**PROBLEM REQUIREMENTS:**
Once the pictures are set aside, transcribe each line of the data exactly.
Segment Open
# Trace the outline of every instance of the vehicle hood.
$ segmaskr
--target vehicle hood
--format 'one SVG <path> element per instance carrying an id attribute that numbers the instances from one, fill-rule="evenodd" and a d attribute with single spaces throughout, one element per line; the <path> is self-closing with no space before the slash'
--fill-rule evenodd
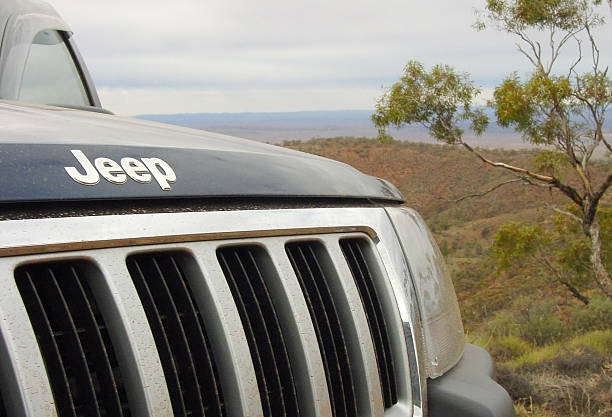
<path id="1" fill-rule="evenodd" d="M 123 158 L 165 162 L 174 181 L 93 184 L 80 151 L 119 165 Z M 107 160 L 100 160 L 107 161 Z M 99 162 L 99 161 L 98 161 Z M 111 175 L 121 177 L 112 168 Z M 160 175 L 171 179 L 163 164 Z M 141 177 L 143 171 L 141 170 Z M 146 173 L 144 173 L 146 176 Z M 115 181 L 117 182 L 117 181 Z M 0 100 L 0 201 L 191 197 L 342 197 L 403 201 L 389 182 L 349 165 L 247 139 L 110 114 Z"/>

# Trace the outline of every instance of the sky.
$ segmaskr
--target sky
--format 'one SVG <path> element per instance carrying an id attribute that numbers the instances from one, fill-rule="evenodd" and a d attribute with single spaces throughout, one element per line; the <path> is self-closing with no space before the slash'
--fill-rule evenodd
Segment Closed
**ANSWER TO THIS EXERCISE:**
# Trace the outline of every instance of the vehicle hood.
$ segmaskr
--target vehicle hood
--format 'one SVG <path> element per instance carrying an id attribute that numbers the instances from one, fill-rule="evenodd" and a d attribute with single spaces throughout, one element per line; the <path> is self-closing with no space before the slash'
--fill-rule evenodd
<path id="1" fill-rule="evenodd" d="M 123 158 L 165 162 L 174 181 L 93 184 L 80 151 L 119 165 Z M 107 160 L 100 160 L 107 161 Z M 99 162 L 99 161 L 98 161 Z M 111 175 L 121 177 L 112 168 Z M 160 175 L 171 179 L 163 164 Z M 141 177 L 143 171 L 141 170 Z M 146 173 L 144 173 L 146 176 Z M 115 181 L 117 182 L 117 181 Z M 0 100 L 0 201 L 191 197 L 342 197 L 403 201 L 389 182 L 349 165 L 247 139 L 110 114 Z"/>

# Trace the outline of every instance of the sky.
$ segmaskr
--target sky
--format 'one SVG <path> element per instance carrying an id attribute that numbers the instances from one, fill-rule="evenodd" and a d attribute with single spaces throughout, one element per line; the <path> is self-closing with no space before the slash'
--fill-rule evenodd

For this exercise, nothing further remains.